## What is being asked
Return all lines below containing the word "elderly".

## Supplied records
*** Block opens ***

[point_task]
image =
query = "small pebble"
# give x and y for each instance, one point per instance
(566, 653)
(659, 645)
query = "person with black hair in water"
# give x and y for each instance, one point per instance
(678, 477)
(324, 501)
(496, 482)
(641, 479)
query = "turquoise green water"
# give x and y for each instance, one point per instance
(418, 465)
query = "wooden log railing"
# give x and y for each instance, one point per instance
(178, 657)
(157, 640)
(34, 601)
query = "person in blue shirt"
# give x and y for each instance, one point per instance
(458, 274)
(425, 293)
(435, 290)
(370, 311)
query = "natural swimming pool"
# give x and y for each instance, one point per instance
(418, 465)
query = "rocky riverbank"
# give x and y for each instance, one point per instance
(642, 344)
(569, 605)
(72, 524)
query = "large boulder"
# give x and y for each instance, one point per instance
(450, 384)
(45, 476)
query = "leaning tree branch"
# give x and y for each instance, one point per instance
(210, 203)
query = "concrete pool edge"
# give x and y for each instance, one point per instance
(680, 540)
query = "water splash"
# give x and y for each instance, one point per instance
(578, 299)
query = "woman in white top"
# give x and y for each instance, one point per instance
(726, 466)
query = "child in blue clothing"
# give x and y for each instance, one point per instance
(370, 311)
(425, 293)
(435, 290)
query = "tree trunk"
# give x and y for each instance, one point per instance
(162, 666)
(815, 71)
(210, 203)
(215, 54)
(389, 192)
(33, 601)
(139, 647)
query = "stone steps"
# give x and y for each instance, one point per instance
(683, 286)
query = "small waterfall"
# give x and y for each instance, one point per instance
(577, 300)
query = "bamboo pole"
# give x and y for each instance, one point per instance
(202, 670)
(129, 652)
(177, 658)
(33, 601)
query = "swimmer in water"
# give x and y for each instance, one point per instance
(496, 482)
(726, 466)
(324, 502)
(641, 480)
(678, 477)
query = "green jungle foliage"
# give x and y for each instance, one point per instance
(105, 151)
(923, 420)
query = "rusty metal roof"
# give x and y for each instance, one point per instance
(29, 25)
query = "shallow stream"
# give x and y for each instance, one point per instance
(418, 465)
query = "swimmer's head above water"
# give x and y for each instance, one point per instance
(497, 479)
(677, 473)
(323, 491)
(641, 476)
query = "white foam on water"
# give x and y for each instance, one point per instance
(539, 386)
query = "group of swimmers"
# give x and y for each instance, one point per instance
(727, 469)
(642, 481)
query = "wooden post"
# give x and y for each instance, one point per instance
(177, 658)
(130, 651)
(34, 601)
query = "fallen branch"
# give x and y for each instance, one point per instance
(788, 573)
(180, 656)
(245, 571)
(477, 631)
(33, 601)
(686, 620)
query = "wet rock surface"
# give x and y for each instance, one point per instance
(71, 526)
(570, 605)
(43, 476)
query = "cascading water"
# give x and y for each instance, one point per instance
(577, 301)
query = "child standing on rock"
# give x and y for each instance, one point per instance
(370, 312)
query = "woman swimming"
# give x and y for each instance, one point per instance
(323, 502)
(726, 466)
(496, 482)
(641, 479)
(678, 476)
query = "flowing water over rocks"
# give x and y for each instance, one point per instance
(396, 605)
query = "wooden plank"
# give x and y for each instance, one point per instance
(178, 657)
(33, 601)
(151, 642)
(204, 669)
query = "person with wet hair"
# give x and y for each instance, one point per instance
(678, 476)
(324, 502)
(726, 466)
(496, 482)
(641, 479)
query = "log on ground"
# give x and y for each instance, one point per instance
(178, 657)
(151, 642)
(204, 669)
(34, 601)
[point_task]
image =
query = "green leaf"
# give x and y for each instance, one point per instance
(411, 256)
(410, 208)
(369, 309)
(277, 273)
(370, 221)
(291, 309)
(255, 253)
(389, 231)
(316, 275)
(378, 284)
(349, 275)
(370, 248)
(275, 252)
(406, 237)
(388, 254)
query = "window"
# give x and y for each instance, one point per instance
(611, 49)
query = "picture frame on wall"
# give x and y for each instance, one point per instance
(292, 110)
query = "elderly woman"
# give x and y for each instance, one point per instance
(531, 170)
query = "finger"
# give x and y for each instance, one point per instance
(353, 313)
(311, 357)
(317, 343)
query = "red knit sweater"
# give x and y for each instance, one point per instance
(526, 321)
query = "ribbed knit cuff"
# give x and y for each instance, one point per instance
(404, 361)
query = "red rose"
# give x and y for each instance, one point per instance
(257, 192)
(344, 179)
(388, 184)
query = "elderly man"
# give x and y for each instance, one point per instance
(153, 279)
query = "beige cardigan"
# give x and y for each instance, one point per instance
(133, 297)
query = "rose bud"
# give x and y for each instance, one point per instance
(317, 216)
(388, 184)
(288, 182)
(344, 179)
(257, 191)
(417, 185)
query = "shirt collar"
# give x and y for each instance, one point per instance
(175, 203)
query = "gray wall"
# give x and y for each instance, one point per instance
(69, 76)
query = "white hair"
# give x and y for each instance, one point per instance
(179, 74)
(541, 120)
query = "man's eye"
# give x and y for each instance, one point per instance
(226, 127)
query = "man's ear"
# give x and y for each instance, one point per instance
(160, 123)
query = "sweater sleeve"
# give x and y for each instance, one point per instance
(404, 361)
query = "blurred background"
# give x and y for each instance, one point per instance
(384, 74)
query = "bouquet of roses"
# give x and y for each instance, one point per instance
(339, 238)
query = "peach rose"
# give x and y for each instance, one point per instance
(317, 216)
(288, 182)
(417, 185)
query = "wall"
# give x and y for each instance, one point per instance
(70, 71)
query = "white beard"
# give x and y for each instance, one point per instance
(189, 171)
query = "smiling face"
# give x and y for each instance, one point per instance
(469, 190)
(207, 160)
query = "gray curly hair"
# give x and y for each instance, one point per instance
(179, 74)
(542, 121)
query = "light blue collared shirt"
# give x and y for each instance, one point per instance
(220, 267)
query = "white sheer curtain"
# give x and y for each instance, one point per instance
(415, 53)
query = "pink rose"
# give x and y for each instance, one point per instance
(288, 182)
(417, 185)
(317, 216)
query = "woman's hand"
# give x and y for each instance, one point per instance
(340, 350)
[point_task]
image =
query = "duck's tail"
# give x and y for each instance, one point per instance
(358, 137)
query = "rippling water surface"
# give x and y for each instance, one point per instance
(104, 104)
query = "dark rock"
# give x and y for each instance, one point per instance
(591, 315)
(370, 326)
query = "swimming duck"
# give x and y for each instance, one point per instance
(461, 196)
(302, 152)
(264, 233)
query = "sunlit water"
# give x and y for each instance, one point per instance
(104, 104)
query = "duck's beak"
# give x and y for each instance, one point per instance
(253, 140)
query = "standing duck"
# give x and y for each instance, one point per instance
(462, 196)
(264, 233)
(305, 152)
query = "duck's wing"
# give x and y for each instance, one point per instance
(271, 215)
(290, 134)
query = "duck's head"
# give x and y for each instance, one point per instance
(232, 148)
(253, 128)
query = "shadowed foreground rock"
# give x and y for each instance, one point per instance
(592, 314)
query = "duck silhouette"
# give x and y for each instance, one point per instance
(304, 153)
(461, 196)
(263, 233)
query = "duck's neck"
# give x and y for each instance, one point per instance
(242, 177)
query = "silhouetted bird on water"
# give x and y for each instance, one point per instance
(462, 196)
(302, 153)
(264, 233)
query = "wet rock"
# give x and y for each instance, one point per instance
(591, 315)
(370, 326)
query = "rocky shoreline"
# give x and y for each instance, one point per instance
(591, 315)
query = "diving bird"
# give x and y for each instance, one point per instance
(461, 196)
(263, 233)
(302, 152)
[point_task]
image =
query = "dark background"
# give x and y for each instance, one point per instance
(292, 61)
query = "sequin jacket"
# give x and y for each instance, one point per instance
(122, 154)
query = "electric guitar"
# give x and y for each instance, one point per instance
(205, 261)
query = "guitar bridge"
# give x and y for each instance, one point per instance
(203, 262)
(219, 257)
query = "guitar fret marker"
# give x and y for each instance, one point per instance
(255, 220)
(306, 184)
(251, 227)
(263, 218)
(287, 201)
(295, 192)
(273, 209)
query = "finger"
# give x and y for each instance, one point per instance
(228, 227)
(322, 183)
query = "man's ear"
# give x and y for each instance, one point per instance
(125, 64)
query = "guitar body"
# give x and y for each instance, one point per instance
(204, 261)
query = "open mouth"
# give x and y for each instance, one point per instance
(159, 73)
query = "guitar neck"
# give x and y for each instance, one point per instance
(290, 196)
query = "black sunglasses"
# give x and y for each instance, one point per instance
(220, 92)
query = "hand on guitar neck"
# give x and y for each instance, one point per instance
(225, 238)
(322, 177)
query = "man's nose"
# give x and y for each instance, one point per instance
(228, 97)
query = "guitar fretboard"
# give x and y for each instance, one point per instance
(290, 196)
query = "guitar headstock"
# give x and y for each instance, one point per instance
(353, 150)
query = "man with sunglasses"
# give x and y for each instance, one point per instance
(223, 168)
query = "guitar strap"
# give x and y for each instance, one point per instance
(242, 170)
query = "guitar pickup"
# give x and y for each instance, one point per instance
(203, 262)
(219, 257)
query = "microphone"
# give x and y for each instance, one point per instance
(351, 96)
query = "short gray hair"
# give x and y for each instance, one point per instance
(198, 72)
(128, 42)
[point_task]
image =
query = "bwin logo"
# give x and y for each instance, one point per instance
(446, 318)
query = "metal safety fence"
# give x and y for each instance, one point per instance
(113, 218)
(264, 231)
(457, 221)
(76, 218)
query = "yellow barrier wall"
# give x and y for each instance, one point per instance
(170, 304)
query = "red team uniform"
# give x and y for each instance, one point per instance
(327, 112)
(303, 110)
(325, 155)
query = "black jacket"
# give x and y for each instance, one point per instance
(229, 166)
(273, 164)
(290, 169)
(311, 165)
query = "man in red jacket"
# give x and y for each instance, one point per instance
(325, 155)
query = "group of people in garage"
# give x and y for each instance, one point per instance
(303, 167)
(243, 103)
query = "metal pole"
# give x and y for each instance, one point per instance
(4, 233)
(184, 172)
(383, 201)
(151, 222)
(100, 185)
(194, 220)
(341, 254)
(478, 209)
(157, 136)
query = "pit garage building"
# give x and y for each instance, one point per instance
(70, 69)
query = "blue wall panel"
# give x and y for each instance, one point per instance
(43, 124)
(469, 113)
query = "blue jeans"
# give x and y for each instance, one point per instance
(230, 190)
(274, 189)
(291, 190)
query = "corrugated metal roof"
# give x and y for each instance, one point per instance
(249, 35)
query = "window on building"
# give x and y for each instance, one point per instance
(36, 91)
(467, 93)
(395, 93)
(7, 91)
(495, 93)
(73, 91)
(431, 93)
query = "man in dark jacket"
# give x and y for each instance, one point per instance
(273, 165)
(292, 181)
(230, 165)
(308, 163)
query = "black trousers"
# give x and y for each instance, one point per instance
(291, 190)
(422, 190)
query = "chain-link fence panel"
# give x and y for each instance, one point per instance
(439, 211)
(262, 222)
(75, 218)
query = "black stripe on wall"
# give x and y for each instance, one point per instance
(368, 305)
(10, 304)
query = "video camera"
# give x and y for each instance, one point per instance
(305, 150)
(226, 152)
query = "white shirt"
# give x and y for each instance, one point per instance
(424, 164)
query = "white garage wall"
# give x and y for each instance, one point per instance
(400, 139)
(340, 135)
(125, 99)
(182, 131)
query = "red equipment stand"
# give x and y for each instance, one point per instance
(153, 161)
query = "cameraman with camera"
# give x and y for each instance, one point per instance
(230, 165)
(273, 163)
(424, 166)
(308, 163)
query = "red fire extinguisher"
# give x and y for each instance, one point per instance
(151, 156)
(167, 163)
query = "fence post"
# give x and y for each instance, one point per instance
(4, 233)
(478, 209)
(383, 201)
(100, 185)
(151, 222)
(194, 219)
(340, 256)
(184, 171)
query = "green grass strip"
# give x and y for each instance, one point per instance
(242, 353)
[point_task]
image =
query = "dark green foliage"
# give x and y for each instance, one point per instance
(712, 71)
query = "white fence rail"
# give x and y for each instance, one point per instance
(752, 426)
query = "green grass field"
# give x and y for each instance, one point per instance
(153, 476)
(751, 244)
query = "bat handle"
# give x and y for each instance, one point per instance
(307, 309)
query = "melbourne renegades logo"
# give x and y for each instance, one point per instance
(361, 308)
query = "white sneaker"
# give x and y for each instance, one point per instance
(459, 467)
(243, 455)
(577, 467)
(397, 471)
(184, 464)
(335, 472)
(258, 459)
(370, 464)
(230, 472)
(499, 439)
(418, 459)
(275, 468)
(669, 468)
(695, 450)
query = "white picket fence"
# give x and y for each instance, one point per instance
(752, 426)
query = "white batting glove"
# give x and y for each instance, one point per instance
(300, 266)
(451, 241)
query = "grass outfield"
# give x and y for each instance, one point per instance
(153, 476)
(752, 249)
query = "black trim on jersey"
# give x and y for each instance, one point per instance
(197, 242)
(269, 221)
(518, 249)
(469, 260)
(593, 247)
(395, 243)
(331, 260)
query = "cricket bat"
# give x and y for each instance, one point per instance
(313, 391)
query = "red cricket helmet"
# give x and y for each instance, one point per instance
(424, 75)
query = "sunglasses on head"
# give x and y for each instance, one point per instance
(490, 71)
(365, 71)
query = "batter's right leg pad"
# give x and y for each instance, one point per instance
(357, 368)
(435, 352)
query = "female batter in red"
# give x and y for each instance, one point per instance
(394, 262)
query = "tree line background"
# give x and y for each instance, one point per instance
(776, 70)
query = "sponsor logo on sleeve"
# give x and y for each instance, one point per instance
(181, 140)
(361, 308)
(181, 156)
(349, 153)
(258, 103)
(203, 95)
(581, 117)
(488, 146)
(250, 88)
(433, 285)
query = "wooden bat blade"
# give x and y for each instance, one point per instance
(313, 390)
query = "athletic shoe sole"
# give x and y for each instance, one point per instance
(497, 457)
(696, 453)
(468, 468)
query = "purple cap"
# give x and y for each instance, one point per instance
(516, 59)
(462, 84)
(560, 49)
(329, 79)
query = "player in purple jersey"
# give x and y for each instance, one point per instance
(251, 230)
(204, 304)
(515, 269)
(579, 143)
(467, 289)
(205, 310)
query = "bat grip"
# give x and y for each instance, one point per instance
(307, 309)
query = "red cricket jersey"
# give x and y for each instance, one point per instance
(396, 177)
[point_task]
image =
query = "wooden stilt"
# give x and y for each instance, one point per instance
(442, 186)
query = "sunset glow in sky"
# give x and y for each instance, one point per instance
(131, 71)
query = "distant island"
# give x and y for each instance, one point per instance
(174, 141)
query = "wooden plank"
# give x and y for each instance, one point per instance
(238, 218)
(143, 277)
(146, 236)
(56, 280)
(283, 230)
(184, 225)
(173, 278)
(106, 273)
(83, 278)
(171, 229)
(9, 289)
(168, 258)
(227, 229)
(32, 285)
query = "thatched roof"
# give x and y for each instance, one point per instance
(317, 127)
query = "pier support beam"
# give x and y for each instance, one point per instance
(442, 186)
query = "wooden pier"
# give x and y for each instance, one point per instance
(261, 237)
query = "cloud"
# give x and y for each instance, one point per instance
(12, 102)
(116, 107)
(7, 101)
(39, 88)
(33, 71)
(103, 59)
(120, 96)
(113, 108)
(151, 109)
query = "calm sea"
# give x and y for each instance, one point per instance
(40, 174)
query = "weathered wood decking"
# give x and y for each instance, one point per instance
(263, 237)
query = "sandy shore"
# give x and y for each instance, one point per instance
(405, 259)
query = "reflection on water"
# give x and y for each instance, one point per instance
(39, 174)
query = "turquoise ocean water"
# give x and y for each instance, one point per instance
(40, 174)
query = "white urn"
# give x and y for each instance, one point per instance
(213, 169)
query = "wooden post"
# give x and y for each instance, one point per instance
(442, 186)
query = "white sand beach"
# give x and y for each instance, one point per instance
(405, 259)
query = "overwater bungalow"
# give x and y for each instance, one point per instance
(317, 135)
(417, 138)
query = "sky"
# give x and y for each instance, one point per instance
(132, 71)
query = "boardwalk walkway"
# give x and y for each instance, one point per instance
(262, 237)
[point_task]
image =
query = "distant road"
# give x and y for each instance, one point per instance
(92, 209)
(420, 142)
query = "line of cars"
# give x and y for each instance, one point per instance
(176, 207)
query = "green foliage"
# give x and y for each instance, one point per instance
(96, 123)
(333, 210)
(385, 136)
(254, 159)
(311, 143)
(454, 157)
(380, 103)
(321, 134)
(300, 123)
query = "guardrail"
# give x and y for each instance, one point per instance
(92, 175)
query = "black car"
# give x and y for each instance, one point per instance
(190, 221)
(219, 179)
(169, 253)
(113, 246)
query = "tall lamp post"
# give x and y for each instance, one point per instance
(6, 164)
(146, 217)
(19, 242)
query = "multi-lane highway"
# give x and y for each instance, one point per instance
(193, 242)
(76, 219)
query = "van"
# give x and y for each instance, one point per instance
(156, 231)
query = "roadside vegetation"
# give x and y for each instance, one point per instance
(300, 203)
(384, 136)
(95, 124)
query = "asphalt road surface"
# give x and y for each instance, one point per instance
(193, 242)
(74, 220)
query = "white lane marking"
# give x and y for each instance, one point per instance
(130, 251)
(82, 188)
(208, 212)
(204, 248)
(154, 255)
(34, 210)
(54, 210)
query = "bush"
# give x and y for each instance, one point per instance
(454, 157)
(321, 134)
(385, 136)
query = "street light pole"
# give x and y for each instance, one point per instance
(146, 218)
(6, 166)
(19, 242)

*** Block closes ***

## Task result
query = "elderly woman"
query = "elderly man"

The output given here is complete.